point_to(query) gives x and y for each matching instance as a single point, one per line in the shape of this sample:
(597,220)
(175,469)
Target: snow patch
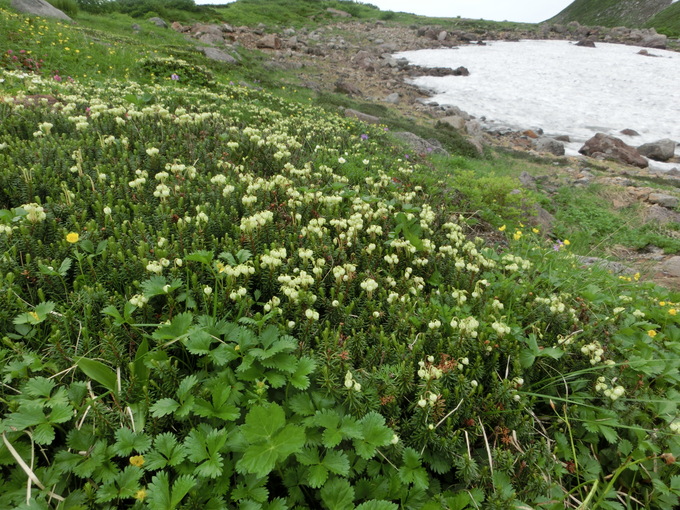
(561,88)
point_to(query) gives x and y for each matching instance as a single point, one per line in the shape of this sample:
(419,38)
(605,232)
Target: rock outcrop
(610,147)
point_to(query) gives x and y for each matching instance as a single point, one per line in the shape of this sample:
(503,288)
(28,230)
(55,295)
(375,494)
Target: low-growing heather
(217,298)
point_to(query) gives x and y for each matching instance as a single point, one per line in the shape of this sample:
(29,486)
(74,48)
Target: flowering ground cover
(214,297)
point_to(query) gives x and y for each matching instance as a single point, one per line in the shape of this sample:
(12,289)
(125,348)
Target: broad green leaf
(100,373)
(166,452)
(375,504)
(338,494)
(178,327)
(337,462)
(262,422)
(128,441)
(163,407)
(317,476)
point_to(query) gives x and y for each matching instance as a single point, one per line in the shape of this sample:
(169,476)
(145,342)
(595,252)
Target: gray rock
(661,150)
(613,148)
(158,22)
(420,145)
(217,55)
(364,117)
(664,200)
(347,88)
(392,98)
(338,13)
(550,145)
(270,41)
(657,41)
(660,215)
(611,266)
(454,121)
(38,8)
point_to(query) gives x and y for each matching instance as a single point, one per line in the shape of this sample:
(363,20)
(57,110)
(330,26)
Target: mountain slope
(667,21)
(631,13)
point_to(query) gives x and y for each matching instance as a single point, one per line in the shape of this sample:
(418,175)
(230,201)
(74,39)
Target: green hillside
(611,13)
(218,292)
(667,21)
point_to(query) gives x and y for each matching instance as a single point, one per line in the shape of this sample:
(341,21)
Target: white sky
(529,11)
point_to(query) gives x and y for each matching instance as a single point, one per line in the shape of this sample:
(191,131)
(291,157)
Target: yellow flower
(137,460)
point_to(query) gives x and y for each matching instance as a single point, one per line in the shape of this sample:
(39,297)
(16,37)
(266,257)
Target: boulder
(550,145)
(364,117)
(338,13)
(454,121)
(347,88)
(614,148)
(661,150)
(664,200)
(657,41)
(158,22)
(420,145)
(270,41)
(38,8)
(217,55)
(392,98)
(586,43)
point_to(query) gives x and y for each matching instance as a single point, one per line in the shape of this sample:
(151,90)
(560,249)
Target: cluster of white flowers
(515,263)
(467,326)
(238,294)
(34,212)
(613,392)
(260,219)
(274,258)
(594,351)
(138,300)
(350,383)
(428,371)
(430,398)
(369,285)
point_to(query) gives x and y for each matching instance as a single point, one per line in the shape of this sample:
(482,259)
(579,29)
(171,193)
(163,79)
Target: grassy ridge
(610,13)
(667,21)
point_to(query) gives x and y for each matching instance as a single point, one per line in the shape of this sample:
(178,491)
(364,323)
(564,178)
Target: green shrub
(68,7)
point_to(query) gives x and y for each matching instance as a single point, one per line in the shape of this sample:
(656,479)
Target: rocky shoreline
(356,58)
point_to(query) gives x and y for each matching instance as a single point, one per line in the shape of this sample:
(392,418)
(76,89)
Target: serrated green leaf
(317,476)
(299,379)
(167,452)
(128,441)
(338,494)
(262,422)
(375,504)
(100,373)
(164,407)
(337,462)
(178,327)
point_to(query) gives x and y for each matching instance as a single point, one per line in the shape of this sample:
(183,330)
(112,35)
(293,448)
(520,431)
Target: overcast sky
(529,11)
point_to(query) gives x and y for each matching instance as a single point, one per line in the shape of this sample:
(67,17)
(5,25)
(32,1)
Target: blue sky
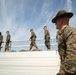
(19,16)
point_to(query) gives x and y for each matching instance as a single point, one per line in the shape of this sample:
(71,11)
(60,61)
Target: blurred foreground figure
(47,37)
(33,39)
(7,41)
(1,40)
(66,43)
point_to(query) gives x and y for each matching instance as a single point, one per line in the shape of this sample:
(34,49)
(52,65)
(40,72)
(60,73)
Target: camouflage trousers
(0,46)
(68,67)
(7,46)
(47,44)
(33,44)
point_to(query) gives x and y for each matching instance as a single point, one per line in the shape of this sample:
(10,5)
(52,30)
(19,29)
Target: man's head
(31,30)
(45,27)
(7,32)
(62,18)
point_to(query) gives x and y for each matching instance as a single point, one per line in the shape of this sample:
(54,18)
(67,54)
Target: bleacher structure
(29,63)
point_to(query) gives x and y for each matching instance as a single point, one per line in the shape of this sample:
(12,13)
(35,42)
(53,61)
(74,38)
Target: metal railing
(27,45)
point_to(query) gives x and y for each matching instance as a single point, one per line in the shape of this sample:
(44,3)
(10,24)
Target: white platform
(29,63)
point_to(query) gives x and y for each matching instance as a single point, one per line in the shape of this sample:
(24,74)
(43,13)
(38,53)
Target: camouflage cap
(31,29)
(44,27)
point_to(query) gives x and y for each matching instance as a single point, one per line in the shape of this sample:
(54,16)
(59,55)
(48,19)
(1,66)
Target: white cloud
(68,5)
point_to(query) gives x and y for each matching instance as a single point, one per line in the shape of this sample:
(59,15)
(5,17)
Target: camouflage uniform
(47,39)
(57,35)
(1,39)
(33,39)
(7,42)
(67,51)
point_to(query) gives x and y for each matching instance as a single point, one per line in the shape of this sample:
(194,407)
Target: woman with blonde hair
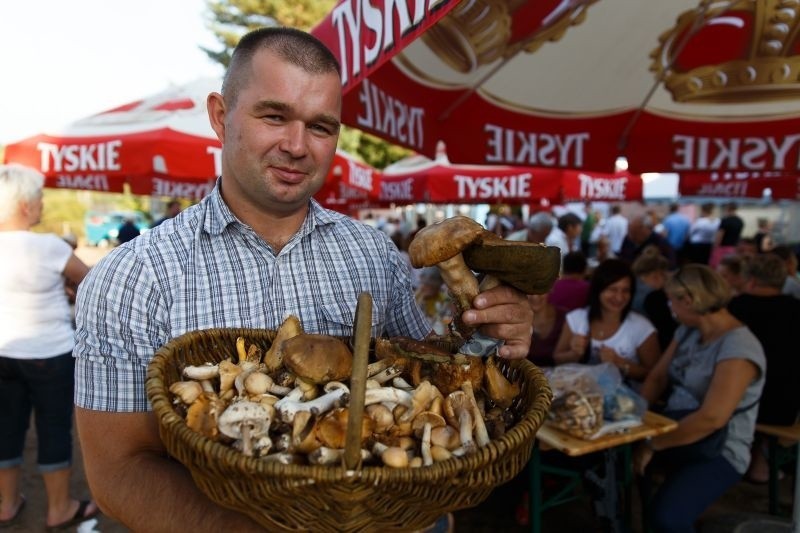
(713,373)
(36,341)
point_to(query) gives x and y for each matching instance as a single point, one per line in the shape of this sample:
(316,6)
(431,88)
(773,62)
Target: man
(774,318)
(728,234)
(256,249)
(566,235)
(616,227)
(640,235)
(173,208)
(676,228)
(127,231)
(539,227)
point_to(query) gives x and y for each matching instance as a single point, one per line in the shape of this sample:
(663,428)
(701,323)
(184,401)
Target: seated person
(731,268)
(649,298)
(774,318)
(548,320)
(714,371)
(791,284)
(607,330)
(571,289)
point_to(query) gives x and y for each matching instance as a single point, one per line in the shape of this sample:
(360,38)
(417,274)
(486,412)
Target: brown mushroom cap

——

# Instructions to follow
Count the lines in the records above that contain the word "green", and reply with that number alone.

# Final result
4